TASK GOAL: Retype all of the records below word for word, leaving out the pictures.
___ PROVIDED ENTRIES ___
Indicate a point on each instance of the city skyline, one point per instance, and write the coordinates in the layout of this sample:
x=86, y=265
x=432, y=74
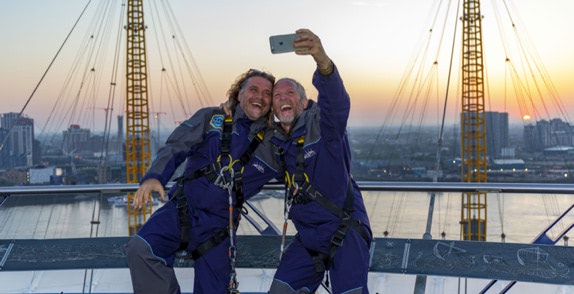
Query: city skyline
x=372, y=50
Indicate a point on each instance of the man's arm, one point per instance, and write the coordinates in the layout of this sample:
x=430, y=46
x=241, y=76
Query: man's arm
x=180, y=142
x=333, y=99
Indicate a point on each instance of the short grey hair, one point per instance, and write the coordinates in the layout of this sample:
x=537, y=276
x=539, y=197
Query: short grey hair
x=298, y=86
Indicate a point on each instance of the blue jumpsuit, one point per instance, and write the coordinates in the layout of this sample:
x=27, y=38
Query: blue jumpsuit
x=197, y=141
x=327, y=160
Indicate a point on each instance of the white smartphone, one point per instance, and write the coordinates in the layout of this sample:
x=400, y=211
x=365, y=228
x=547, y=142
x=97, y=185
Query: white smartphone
x=282, y=43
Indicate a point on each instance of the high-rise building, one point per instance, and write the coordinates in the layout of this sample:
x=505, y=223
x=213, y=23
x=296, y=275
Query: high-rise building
x=546, y=134
x=18, y=150
x=75, y=139
x=496, y=133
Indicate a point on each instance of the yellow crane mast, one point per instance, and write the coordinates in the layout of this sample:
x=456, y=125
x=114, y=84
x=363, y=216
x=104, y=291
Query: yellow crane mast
x=473, y=124
x=137, y=110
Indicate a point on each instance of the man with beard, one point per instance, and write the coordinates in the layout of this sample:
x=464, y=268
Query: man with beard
x=324, y=202
x=224, y=167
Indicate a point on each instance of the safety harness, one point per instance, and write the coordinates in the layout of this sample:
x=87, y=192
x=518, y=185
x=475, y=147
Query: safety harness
x=300, y=191
x=225, y=177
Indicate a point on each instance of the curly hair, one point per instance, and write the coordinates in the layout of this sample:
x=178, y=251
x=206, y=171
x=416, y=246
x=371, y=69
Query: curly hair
x=237, y=87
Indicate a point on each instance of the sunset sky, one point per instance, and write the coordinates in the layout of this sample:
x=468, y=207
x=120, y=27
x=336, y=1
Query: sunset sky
x=373, y=42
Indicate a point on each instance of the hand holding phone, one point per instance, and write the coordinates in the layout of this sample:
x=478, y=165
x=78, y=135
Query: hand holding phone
x=282, y=43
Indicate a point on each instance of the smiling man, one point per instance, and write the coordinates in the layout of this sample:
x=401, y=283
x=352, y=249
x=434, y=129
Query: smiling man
x=223, y=168
x=324, y=202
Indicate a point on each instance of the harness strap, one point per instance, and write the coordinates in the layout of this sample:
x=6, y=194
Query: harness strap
x=212, y=173
x=210, y=243
x=304, y=192
x=238, y=176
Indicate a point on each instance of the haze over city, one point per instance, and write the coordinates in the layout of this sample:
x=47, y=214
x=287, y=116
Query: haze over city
x=374, y=44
___
EXERCISE RESULT:
Indicate a point on each instance of the city skyline, one point per instance, and write the coordinates in the layout of this sample:
x=86, y=265
x=432, y=74
Query: city skyline
x=372, y=50
Indicate a point on each instance of the man's arm, one point per instance, and write the coordinates in the layout of this sample:
x=430, y=46
x=241, y=76
Query: man's arm
x=180, y=142
x=333, y=99
Indicate a point on each instance of the short grey hair, one point per instance, and write the coordinates in the layout of this sample:
x=537, y=276
x=539, y=197
Query: short grey hair
x=298, y=86
Indicate a point on each instance of the blue jumpsuit, one point per instance, and write the coordinates in the layout of this sample:
x=27, y=38
Query: blue jumpsuit
x=197, y=141
x=327, y=160
Indicate a point on each instance of the white smartphone, one point per instance, and write the coordinates in the layout of this sample:
x=400, y=211
x=365, y=228
x=547, y=142
x=97, y=185
Query: white smartphone
x=282, y=43
Indicate a point on each instance of the high-rise building, one point per instance, and write the coordinates in the layout of this sample:
x=505, y=223
x=213, y=23
x=296, y=275
Query: high-rise building
x=546, y=134
x=18, y=150
x=75, y=139
x=496, y=133
Indicate a point on each instance of the yellow crane mast, one point per instance, and write the coordinates in the layout of this sample:
x=456, y=125
x=114, y=84
x=363, y=216
x=104, y=291
Query: yellow crane mast
x=473, y=124
x=137, y=110
Indicate a point on each instance of the man with beard, one point per instance, and write the coordinates in the layout of this sample:
x=464, y=268
Query: man with beard
x=324, y=202
x=224, y=167
Indicate a point on each instance of the safety harness, one point per instance, and write the coordinates in the layout of this sample:
x=87, y=192
x=518, y=185
x=475, y=147
Query: safety harness
x=300, y=191
x=225, y=177
Indicate a point on each instance of the curly hair, one point per instance, and write the coordinates in the layout of this sample:
x=178, y=251
x=206, y=171
x=416, y=246
x=371, y=69
Query: curly hair
x=237, y=87
Indicate a point on each instance of the sunset sky, one point per instance, and write the coordinates in the layout of this sample:
x=468, y=207
x=120, y=27
x=336, y=1
Query: sunset sky
x=373, y=42
Indicate a point on each instance of the hand holding phone, one point per instance, and write the coordinates in the layout of this sample:
x=478, y=165
x=78, y=135
Query: hand holding phone
x=282, y=43
Indicate a point on each instance of the smiling man, one point per instance, and write the coordinates in the layout of this sample:
x=401, y=283
x=352, y=249
x=434, y=129
Query: smiling man
x=223, y=168
x=324, y=202
Indicate a point on each instance of the harness strap, one point per instance, and write the coordinates in the layout of this sample:
x=6, y=194
Query: harness strap
x=212, y=173
x=210, y=243
x=304, y=192
x=238, y=176
Indicate a point on each instance of the haze over city, one point per instance, and write the coordinates in the layout of this sample:
x=47, y=214
x=287, y=116
Query: haze over city
x=374, y=44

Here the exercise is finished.